# What to work on:
Would you give the records below again, exactly and completely?

# Records shown:
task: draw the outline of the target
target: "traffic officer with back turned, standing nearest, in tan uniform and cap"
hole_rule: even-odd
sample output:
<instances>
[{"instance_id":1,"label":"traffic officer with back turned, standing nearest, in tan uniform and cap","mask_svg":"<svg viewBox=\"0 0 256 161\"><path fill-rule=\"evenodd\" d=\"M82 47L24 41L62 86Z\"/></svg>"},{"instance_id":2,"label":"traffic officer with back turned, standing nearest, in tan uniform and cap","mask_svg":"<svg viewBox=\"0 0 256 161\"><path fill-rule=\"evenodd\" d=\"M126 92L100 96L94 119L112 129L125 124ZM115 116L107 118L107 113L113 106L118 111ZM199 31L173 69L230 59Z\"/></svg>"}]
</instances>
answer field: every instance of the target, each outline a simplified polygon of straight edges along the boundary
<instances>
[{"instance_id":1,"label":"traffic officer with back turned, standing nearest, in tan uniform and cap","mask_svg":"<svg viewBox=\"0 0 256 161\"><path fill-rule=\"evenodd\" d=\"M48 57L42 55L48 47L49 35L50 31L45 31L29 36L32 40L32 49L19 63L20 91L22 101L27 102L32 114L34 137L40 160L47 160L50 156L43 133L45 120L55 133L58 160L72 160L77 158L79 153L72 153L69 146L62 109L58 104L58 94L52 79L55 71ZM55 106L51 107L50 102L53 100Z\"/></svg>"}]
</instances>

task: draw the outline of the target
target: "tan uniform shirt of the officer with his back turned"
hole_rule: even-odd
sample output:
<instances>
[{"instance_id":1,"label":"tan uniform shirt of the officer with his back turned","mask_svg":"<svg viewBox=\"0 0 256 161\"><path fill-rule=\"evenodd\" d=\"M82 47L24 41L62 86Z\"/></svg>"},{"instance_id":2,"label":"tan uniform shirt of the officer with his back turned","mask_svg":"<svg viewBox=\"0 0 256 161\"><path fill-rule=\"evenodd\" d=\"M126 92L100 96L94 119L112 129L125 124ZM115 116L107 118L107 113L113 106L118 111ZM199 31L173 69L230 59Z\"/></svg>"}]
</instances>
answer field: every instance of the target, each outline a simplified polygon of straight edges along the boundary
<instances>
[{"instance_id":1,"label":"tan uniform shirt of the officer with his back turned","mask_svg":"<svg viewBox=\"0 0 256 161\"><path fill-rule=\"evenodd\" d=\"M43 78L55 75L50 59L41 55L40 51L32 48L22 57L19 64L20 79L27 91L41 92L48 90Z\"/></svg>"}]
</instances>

# Output for this exercise:
task: draw the outline of the target
target: "traffic officer with back turned, standing nearest, in tan uniform and cap"
hole_rule: even-odd
sample output:
<instances>
[{"instance_id":1,"label":"traffic officer with back turned, standing nearest, in tan uniform and cap","mask_svg":"<svg viewBox=\"0 0 256 161\"><path fill-rule=\"evenodd\" d=\"M82 47L24 41L62 86Z\"/></svg>"},{"instance_id":2,"label":"traffic officer with back turned, standing nearest, in tan uniform and cap","mask_svg":"<svg viewBox=\"0 0 256 161\"><path fill-rule=\"evenodd\" d=\"M126 92L100 96L94 119L112 129L125 124ZM115 116L107 118L107 113L113 106L118 111ZM199 31L173 69L230 59Z\"/></svg>"}]
</instances>
answer field: every instance of the target, each outline a simplified polygon of straight edges along the boundary
<instances>
[{"instance_id":1,"label":"traffic officer with back turned, standing nearest, in tan uniform and cap","mask_svg":"<svg viewBox=\"0 0 256 161\"><path fill-rule=\"evenodd\" d=\"M48 57L42 55L48 47L49 35L50 31L45 31L29 36L32 40L32 49L19 63L20 91L22 101L27 102L32 114L34 137L40 160L47 160L50 156L43 133L45 120L55 133L58 160L72 160L77 158L79 153L72 153L69 146L62 109L58 104L58 94L52 79L55 71ZM55 106L51 107L50 102L53 100Z\"/></svg>"}]
</instances>

task: draw the outline of the target
target: "tan uniform shirt of the officer with his back turned"
hole_rule: even-odd
sample output:
<instances>
[{"instance_id":1,"label":"tan uniform shirt of the officer with his back turned","mask_svg":"<svg viewBox=\"0 0 256 161\"><path fill-rule=\"evenodd\" d=\"M82 47L24 41L62 86Z\"/></svg>"},{"instance_id":2,"label":"tan uniform shirt of the officer with his back turned","mask_svg":"<svg viewBox=\"0 0 256 161\"><path fill-rule=\"evenodd\" d=\"M126 92L100 96L94 119L112 129L125 124ZM115 116L107 118L107 113L113 106L118 111ZM199 31L173 69L230 59Z\"/></svg>"}]
</instances>
answer field: every instance of the target, each outline a simplified polygon of straight edges along the boundary
<instances>
[{"instance_id":1,"label":"tan uniform shirt of the officer with his back turned","mask_svg":"<svg viewBox=\"0 0 256 161\"><path fill-rule=\"evenodd\" d=\"M43 78L55 75L50 59L41 55L40 51L32 48L22 57L19 64L20 79L27 91L41 92L48 90Z\"/></svg>"}]
</instances>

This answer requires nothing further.